Vendredi 9 décembre 2022, en plein Mondial de football au Qatar, coup de tonnerre sur le Parlement européen : après une enquête de la justice belge, inculpation de 6 personnes liées au Parlement européen, dont une des vice-présidentes, Eva Kaili, eurodéputée grecque de 44 ans, ancienne présentatrice de télévision en Grèce, pour de forts soupçons de corruption. Son compagnon, qui est assistant parlementaire, fait partie des inculpés, de même qu’un ancien député européen et que le père d’Eva Kaili, arrêté avec dans sa voiture un gros sac de billets « dont il ignorait qui l’y avait mis » (bien sûr…). Chez Eva Kaili, ce sont plusieurs centaines de milliers d’€ qui ont été trouvés lors d’une perquisition, elle aussi en ignorait l’existence et la provenance....


Photo : Eva Kaili, ex-vice-présidente du Parlement européen


Le juge d’instruction belge a indiqué « suspecter le versement par un pays du Golfe d’importantes sommes d’argent ou l’offre de cadeaux significatifs à des tiers ayant une position politique et/ou stratégique permettant, au sein du Parlement européen, d’influencer les décisions. ». Ce pays n’est pas nommé, mais tout le monde a traduit : le Qatar, sous les projecteurs du Mondial et vivement critiqué pour ses insuffisances dans le respect des droits de l’homme et des droits des travailleurs, et voulant améliorer son image dans l’Union européenne.

Très vite tous les médias ont parlé de Qatargate.


Pourquoi, au passage, parler systématiquement de « trucmuche - gate » dès qu’il y a un scandale embarrassant pour des responsables ou des institutions politiques ?

==*==

#### Demande écrite 1:
Relève chaque ligne des enregistrements ci-dessous qui contient la chaîne « grass », en tenant compte de la casse.

==*==

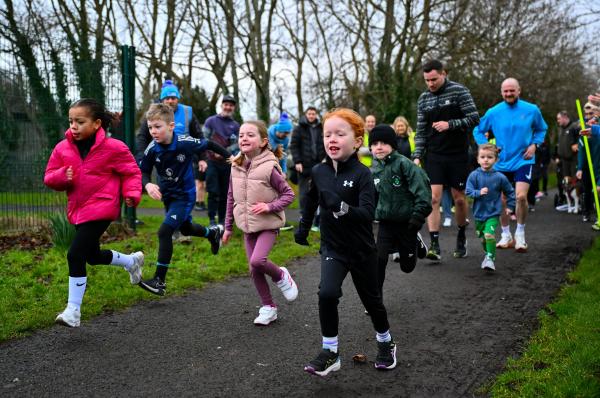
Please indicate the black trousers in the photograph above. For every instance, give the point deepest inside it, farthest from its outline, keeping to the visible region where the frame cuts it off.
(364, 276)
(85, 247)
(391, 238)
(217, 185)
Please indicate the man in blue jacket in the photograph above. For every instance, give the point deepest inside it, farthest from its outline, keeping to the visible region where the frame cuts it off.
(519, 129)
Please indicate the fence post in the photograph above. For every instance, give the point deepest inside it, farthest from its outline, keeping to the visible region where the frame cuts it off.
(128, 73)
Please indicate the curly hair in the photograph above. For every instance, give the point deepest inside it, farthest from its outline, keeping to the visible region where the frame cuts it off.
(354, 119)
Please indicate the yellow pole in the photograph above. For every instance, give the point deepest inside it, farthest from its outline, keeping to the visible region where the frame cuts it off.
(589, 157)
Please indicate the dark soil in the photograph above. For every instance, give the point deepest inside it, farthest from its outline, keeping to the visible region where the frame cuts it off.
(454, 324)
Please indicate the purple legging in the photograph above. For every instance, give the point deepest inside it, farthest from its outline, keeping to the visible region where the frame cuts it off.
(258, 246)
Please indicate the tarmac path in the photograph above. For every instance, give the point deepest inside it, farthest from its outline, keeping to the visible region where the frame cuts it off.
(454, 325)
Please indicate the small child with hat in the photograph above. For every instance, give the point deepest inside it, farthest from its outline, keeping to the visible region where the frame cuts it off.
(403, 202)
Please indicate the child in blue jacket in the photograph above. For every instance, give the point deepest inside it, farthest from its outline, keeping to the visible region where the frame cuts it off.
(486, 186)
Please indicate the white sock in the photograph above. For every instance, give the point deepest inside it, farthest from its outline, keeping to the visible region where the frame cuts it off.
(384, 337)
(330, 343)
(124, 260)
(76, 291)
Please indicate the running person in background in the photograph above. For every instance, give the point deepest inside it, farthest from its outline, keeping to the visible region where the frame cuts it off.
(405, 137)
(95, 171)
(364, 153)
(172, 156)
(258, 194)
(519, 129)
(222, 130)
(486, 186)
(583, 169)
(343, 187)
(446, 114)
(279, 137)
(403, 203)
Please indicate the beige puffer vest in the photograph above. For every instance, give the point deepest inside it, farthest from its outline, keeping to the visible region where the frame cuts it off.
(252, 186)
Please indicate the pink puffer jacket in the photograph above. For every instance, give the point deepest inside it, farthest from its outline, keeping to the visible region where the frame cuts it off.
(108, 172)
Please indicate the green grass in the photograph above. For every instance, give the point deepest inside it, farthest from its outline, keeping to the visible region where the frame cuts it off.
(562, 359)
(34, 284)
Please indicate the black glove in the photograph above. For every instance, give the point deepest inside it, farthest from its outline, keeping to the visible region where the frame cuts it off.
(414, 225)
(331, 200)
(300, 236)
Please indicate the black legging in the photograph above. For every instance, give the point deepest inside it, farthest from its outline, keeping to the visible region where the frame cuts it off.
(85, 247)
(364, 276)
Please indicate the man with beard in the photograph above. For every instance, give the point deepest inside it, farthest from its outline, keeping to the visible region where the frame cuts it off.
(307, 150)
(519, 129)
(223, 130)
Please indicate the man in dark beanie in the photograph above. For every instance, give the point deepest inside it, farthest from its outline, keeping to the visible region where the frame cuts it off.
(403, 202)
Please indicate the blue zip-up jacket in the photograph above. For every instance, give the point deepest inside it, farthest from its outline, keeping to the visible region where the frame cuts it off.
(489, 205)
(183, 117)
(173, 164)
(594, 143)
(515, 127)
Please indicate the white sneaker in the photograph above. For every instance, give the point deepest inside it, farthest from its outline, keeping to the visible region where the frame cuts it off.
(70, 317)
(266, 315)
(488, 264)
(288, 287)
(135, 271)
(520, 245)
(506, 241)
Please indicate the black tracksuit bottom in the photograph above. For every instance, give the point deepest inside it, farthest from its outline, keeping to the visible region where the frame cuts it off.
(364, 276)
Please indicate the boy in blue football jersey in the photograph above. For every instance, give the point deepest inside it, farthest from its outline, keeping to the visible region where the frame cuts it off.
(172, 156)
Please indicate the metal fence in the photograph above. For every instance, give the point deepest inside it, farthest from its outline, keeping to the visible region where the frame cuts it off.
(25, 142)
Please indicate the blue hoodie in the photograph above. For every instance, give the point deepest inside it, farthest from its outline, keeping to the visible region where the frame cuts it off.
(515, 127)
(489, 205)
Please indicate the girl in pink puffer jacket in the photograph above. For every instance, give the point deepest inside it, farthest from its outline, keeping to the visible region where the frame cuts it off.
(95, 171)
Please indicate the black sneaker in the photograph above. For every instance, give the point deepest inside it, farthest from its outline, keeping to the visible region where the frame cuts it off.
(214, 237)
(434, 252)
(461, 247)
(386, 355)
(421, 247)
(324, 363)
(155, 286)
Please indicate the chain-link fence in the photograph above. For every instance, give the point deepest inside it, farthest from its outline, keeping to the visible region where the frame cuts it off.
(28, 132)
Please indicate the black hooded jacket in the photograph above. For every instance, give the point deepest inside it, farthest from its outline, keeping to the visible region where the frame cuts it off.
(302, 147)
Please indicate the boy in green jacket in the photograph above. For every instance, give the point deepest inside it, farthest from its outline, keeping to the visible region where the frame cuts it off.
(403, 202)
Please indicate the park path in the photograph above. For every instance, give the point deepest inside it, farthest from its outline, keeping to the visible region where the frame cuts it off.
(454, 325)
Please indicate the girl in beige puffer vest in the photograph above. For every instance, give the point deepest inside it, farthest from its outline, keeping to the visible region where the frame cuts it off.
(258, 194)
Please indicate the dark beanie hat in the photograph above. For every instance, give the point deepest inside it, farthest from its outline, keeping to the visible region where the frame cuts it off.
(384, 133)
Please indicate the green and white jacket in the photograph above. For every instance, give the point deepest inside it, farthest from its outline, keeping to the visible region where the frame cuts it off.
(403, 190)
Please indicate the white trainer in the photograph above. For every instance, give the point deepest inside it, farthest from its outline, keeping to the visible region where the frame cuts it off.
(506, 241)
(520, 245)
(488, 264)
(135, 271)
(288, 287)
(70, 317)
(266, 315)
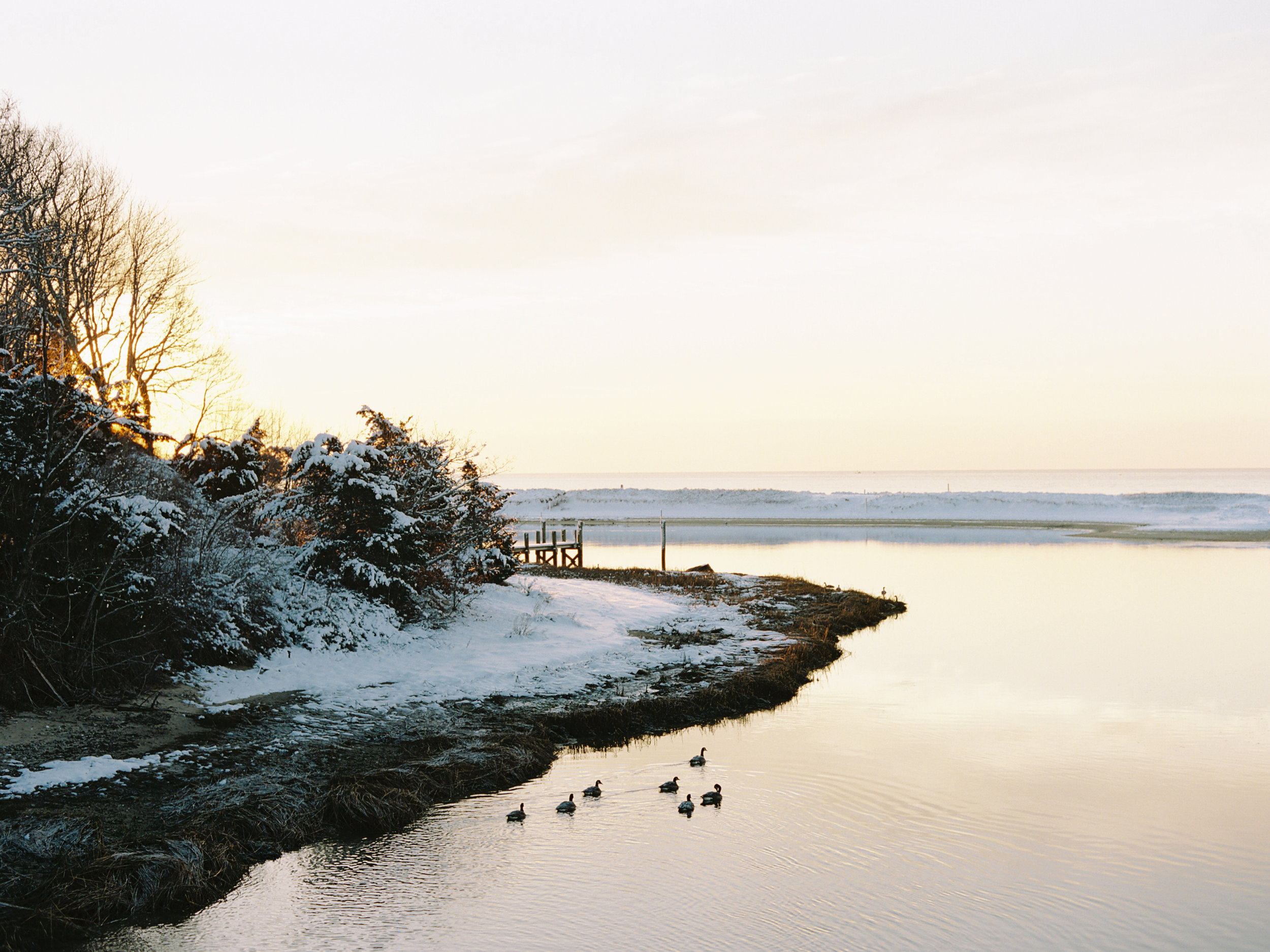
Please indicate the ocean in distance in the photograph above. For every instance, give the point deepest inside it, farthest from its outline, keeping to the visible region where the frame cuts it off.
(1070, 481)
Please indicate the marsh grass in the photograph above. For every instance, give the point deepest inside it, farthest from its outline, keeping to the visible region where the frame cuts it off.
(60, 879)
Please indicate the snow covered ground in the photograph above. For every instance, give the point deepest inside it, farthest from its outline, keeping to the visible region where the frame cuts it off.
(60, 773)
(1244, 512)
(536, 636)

==*==

#### Demande écrite 2:
Poursuis le texte sur le Qatargate, plus haut, à partir de sa dernière phrase.

#### Réponse 1:
Please indicate the green grass in the photograph above. For every instance, give the point deepest inside it, farthest from its outline, keeping to the visible region where the frame cuts it off.
Please indicate the marsh grass in the photograph above. For every instance, give the point deepest inside it, farthest from its outline, keeping to the visible region where the frame cuts it off.

#### Réponse 2:
Les moins jeunes se souviennent probablement que l’origine est aux USA : en 1972, année d’élection à la présidence, des « cambrioleurs » sont arrêtés par un gardien dans les locaux du parti démocrate à Washington, dans le complexe d’hôtels et de bureaux Watergate, avec du matériel d’écoute. Le président républicain Richard Nixon est candidat pour un second mandat et il sera réélu. Une longue enquête menée en particulier par deux journalistes du Washington Post et aussi par le Sénat (à majorité démocrate) montre que les « cambrioleurs » agissaient pour la Maison Blanche. En 1974, Nixon doit démissionner… le suffixe « gate » restera !!

A noter qu’à la même époque, en 1973, en France, des « plombiers » (en réalité des policiers) sont découverts une nuit dans les locaux du Canard enchaîné en train de poser des micros…


Revenons au Qatar, dont personne n’ignore l’étendue abyssale des moyens financiers. Le 24 novembre, sous l’impulsion d’Eva Kaili, le groupe Socialistes et Démocrates du Parlement européen avait défendu la Qatar et rejeté une motion sur l’état des droits humains dans ce pays du Golfe. Eva Kaili avait alors qualifié le Qatar de « précurseur en matière de droit du travail ». Bizarre, non ?


Dès le 13 décembre, le Parlement européen réuni en plénière a suspendu Eva Kaili de ses fonctions. En Grèce, le PASOK (parti socialiste) a radié Eva Kaili de ses rangs et le gouvernement a annoncé le gel de ses avoirs et un contrôle fiscal à son encontre.


Il semble en plus que le Maroc ait également « offert des cadeaux » à des personnes de l’entourage d’Eva Kaili, dans le but d’atténuer les critiques sur l’occupation de l’ex – Sahara espagnol.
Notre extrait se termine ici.